ENTRIES PROVIDED

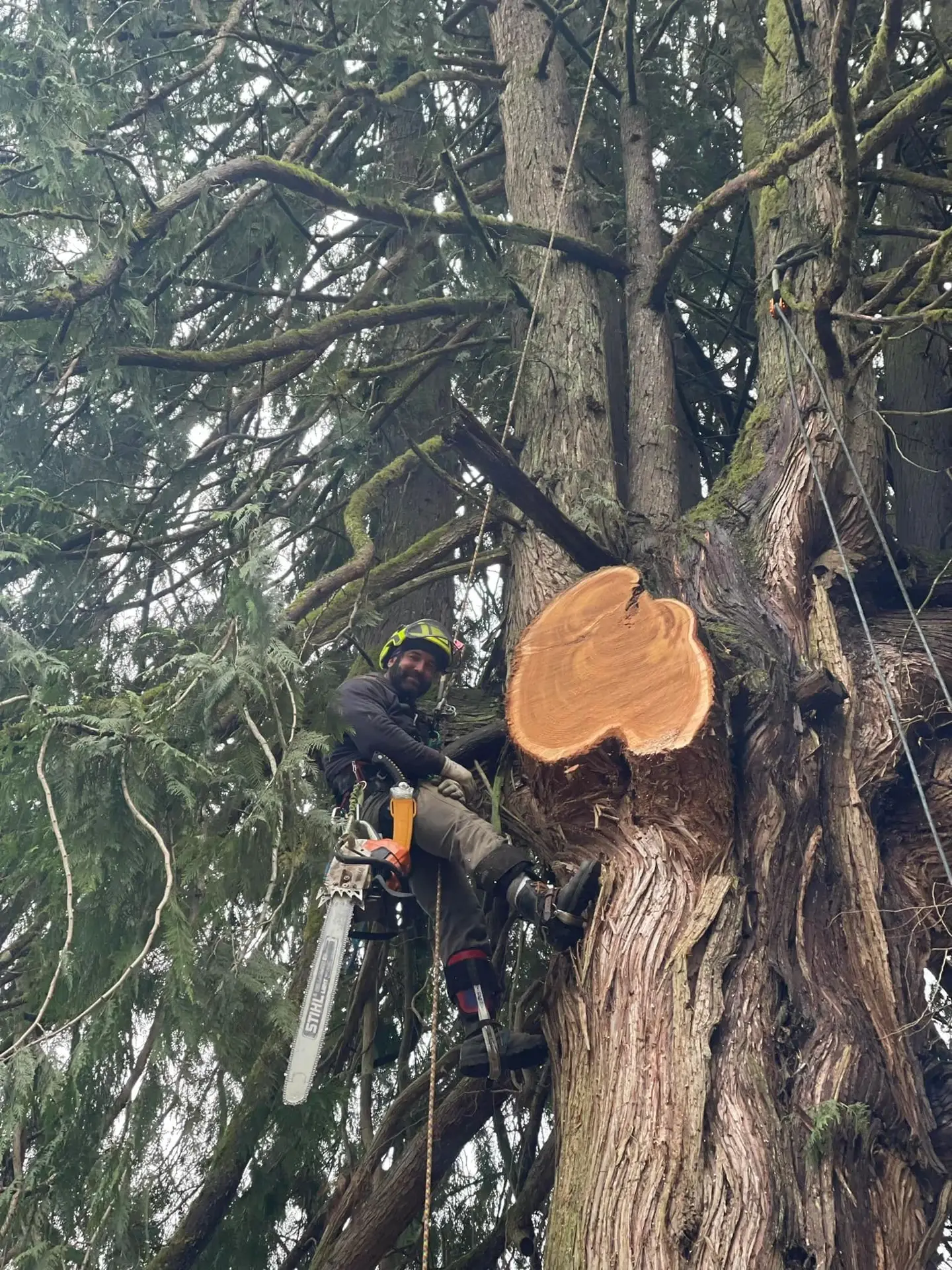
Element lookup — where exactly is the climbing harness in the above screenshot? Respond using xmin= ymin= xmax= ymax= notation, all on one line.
xmin=284 ymin=753 xmax=416 ymax=1106
xmin=421 ymin=866 xmax=443 ymax=1270
xmin=770 ymin=283 xmax=952 ymax=885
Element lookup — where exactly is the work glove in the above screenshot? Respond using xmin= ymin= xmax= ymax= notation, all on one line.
xmin=436 ymin=777 xmax=466 ymax=802
xmin=446 ymin=758 xmax=476 ymax=798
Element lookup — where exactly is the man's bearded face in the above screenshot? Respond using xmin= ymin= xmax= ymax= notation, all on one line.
xmin=387 ymin=648 xmax=438 ymax=701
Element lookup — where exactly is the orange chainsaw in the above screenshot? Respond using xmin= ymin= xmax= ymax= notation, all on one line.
xmin=284 ymin=753 xmax=416 ymax=1106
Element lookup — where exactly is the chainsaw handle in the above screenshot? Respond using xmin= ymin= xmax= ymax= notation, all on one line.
xmin=373 ymin=749 xmax=406 ymax=785
xmin=334 ymin=849 xmax=410 ymax=899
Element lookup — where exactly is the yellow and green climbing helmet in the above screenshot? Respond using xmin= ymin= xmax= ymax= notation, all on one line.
xmin=379 ymin=617 xmax=453 ymax=671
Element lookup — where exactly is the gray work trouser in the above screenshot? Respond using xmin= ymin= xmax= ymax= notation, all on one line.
xmin=360 ymin=785 xmax=505 ymax=965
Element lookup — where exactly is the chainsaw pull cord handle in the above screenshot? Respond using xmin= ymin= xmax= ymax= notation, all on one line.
xmin=373 ymin=751 xmax=416 ymax=874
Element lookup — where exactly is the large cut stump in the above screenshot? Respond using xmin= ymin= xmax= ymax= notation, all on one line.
xmin=505 ymin=565 xmax=713 ymax=763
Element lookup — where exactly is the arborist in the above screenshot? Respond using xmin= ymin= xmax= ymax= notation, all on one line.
xmin=325 ymin=620 xmax=600 ymax=1076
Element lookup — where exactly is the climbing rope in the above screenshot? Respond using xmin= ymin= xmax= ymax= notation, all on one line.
xmin=422 ymin=865 xmax=443 ymax=1270
xmin=436 ymin=0 xmax=612 ymax=714
xmin=422 ymin=0 xmax=612 ymax=1249
xmin=772 ymin=304 xmax=952 ymax=885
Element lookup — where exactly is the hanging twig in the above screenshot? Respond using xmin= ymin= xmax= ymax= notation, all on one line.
xmin=0 ymin=724 xmax=73 ymax=1059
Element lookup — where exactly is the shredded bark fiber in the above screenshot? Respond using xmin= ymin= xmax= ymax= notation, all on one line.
xmin=506 ymin=565 xmax=713 ymax=763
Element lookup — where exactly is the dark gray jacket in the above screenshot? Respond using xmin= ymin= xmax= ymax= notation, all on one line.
xmin=324 ymin=675 xmax=443 ymax=799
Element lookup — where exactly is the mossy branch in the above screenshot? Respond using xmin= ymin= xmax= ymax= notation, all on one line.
xmin=0 ymin=155 xmax=627 ymax=321
xmin=116 ymin=296 xmax=504 ymax=374
xmin=650 ymin=66 xmax=952 ymax=311
xmin=284 ymin=437 xmax=443 ymax=622
xmin=439 ymin=150 xmax=532 ymax=312
xmin=303 ymin=513 xmax=499 ymax=643
xmin=806 ymin=1099 xmax=869 ymax=1166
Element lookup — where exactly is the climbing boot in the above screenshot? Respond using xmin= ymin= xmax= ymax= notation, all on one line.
xmin=446 ymin=949 xmax=548 ymax=1081
xmin=459 ymin=1020 xmax=548 ymax=1081
xmin=505 ymin=860 xmax=602 ymax=951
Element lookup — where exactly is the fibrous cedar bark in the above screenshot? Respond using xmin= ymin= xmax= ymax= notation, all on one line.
xmin=494 ymin=0 xmax=948 ymax=1270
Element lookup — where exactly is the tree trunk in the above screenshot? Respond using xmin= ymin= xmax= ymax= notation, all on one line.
xmin=621 ymin=80 xmax=684 ymax=525
xmin=490 ymin=0 xmax=619 ymax=634
xmin=374 ymin=78 xmax=458 ymax=635
xmin=493 ymin=0 xmax=944 ymax=1270
xmin=882 ymin=180 xmax=952 ymax=551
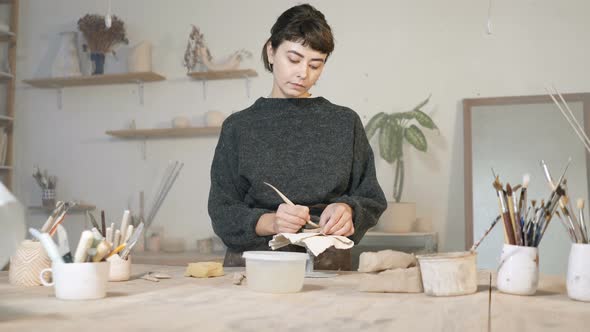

STATED PROBLEM
Scale the material starting at its beginning and ending at the line that contains "xmin=770 ymin=283 xmax=952 ymax=885": repeat each line, requests included, with every bounding-box coordinate multiplied by 1.65 and rounded to a whole number, halves up. Omit the pictures and give only those lines.

OUTPUT BELOW
Element lookup — where exactly is the climbing harness in the above screenshot? Respond using xmin= ymin= xmax= ymax= notation, all on one line.
xmin=469 ymin=1242 xmax=686 ymax=1825
xmin=695 ymin=1429 xmax=731 ymax=2096
xmin=1271 ymin=467 xmax=1571 ymax=1460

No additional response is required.